— What to do —
Reproduce precisely the lines of the material below from the line containing "of the concrete" up to and including its last line. Pictures must not be copied.

— Exercise data —
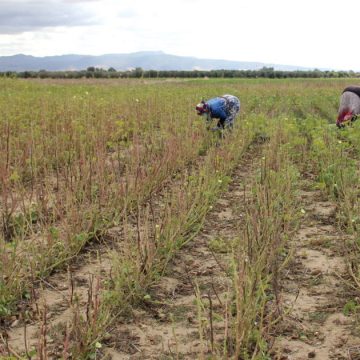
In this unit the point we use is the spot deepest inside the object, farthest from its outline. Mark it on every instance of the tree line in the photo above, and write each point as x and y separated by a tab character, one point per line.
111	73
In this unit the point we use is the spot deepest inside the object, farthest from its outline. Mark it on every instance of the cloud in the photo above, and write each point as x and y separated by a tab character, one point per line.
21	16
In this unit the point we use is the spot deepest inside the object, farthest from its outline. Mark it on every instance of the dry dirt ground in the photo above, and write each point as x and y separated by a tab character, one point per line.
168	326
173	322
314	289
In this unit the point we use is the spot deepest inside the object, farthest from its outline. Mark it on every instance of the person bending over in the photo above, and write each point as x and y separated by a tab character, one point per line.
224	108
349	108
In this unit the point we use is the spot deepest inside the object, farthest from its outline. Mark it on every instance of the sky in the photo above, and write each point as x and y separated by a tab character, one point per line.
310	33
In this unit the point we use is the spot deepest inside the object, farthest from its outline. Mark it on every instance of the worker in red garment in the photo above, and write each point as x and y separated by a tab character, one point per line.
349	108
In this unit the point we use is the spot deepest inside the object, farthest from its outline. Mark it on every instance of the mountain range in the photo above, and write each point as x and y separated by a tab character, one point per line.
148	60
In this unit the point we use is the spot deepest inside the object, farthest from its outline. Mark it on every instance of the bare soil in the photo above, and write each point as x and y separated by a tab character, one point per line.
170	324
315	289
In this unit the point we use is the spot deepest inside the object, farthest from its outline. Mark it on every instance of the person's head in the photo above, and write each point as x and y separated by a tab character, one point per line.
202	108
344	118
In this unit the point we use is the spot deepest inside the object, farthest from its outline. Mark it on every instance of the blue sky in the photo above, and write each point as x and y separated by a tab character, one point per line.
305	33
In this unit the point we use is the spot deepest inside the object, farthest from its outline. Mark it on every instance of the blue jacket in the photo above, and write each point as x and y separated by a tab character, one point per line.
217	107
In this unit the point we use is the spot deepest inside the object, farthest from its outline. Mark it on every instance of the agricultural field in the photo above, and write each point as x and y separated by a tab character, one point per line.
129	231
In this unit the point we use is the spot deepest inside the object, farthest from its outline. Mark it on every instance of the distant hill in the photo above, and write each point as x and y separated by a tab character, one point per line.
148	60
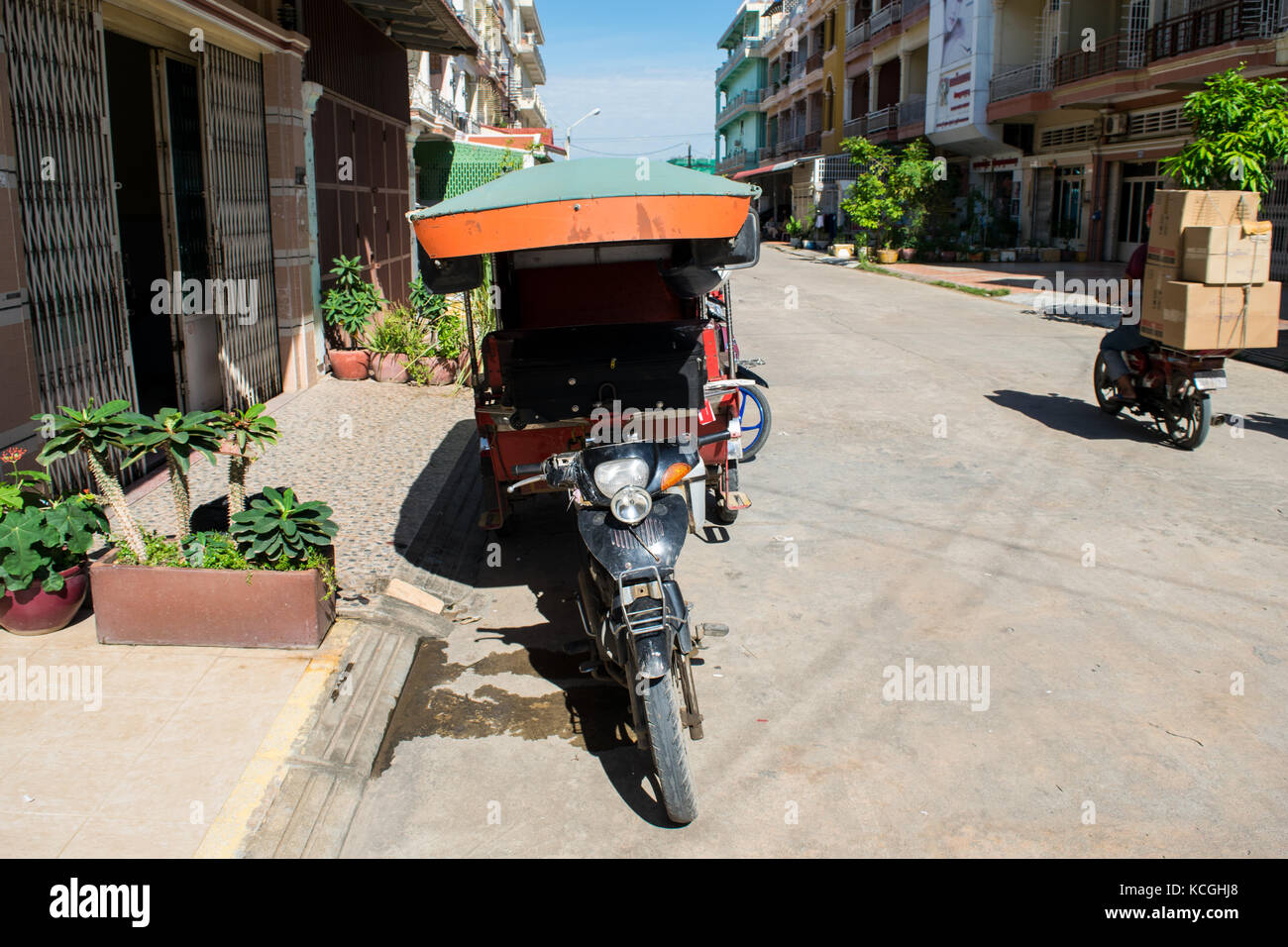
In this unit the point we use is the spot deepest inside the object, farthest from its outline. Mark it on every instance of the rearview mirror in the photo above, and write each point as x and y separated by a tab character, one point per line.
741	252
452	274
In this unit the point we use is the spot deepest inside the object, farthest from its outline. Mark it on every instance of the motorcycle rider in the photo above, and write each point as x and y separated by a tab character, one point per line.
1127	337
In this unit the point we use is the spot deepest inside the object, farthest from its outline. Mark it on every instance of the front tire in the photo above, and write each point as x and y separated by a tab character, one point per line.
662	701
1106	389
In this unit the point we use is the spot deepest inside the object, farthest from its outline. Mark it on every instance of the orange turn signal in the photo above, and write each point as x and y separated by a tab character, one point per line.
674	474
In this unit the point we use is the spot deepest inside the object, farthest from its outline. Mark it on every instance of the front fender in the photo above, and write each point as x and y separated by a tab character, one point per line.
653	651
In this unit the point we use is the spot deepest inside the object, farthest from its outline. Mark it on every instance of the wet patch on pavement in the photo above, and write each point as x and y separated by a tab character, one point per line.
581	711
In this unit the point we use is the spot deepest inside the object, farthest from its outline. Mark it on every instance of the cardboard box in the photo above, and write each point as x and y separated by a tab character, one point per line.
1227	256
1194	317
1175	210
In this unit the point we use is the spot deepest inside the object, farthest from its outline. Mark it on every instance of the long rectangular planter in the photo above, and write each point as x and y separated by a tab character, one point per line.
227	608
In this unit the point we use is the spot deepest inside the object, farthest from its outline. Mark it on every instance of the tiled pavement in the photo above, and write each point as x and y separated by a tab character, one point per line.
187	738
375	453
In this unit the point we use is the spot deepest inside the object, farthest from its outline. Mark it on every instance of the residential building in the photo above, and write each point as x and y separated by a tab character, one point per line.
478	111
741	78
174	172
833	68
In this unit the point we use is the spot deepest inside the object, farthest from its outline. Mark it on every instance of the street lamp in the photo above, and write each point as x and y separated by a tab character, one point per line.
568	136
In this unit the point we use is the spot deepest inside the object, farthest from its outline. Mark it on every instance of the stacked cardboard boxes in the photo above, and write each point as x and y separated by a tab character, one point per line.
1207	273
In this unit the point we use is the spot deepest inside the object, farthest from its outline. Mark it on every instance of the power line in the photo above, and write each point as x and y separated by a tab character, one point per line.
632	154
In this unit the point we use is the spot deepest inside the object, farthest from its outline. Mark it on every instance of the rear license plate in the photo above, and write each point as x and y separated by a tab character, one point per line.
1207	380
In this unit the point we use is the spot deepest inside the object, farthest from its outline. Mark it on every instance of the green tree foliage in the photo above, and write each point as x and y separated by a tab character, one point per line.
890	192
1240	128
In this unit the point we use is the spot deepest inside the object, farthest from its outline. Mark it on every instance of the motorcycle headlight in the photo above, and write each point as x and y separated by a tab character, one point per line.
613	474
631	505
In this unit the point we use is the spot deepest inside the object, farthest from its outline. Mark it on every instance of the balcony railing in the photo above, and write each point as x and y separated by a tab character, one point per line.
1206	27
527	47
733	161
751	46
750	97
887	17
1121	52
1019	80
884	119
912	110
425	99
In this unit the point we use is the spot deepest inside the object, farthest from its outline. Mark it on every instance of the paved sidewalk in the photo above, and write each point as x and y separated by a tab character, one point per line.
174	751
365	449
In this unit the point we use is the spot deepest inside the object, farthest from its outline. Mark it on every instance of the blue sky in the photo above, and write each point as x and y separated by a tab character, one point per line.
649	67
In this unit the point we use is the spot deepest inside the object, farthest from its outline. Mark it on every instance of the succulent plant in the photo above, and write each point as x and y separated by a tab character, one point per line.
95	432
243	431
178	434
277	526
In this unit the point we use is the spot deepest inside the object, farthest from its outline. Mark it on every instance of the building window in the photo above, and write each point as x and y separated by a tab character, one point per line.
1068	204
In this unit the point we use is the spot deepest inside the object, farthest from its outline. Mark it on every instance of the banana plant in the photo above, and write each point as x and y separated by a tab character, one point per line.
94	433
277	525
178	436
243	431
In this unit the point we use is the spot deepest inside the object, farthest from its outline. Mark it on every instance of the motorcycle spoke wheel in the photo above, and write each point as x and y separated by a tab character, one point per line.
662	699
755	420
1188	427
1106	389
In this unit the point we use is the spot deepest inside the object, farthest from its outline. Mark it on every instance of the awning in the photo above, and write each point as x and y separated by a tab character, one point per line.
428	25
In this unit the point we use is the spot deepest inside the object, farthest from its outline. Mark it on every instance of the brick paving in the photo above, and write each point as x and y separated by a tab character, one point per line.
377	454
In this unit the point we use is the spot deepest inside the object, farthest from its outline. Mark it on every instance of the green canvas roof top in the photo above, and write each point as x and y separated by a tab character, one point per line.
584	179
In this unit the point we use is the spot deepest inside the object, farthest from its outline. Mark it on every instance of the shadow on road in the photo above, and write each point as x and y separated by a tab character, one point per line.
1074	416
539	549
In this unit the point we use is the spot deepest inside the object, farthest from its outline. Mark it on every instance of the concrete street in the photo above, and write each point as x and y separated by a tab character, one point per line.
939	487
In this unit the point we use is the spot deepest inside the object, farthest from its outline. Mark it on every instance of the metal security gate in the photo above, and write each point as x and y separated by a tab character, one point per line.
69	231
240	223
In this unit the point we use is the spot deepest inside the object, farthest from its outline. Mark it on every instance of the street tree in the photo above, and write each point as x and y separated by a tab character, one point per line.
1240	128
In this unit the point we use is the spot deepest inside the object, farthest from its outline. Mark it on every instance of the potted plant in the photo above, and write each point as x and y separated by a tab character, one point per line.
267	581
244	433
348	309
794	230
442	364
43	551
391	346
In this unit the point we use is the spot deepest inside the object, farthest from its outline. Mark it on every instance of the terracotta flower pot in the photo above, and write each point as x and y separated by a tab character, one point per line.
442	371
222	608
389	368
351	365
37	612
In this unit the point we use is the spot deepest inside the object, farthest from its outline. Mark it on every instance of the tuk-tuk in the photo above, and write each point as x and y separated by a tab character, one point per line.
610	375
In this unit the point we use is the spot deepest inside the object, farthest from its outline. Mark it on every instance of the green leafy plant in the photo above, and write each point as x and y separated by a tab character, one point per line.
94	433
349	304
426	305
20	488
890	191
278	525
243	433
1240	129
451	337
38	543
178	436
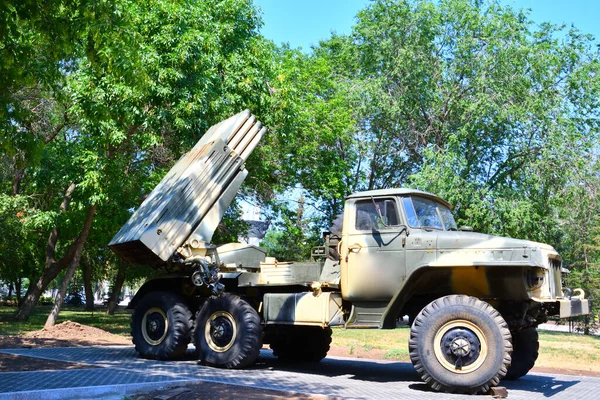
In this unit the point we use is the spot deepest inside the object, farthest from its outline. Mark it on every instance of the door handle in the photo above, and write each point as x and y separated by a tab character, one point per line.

— Full response —
In this unit the point we use is the spot deepest inside the object, farthest from its outline. Mark it on every instance of the concrete street in the photo above, and write each point as x and y separated by a tab character, one point per line.
939	487
In this unit the point we use is the spot deepest inside the object, farthest from its outline. Mark it on every instance of the metal security gate in the photo above, and write each point as x and y separated by a tab character, one point per line.
69	231
240	223
In this unit the point we use is the spot deepest inside the object, farthest from its outline. Mark it on every instance of the street tree in the photo above, and write each point as x and y separated by a tab character, one point per line.
1240	128
In this unit the point we use is the spot deepest inside the object, farthest from its outline. Mark it on every instance of the potted plant in the photo above, and write each point as x and y separated by a tab character, one point per line.
267	581
244	433
348	309
794	230
442	364
43	551
391	346
In this unit the point we use is the spot deepest inside the object, farthest from its outline. Mark it on every instance of the terracotta flower pot in the photo above, and write each point as x and y separated by a tab character, one point per line.
442	371
222	608
389	368
351	365
37	612
In this unit the point we use is the spot deepest inside the object, farthest from its outline. Mark it on every instance of the tuk-tuk in the photo above, and write each point as x and y separated by a tab character, one point per line.
610	375
In this unit the point we use is the spot deepest inside the object, farthest from its outline. Mark it on every instance of the green leafy plant in the photo above, and write each point as x and y separated by a tab character, one point per line.
94	433
349	304
426	305
20	488
890	191
278	525
243	433
1240	129
451	337
38	543
178	436
In this unit the point we use is the spot deepest inside the object, farthest from its outline. Mark it on every instance of the door handle in the photo above, and write each point as x and y separated by a tab character, one point per line.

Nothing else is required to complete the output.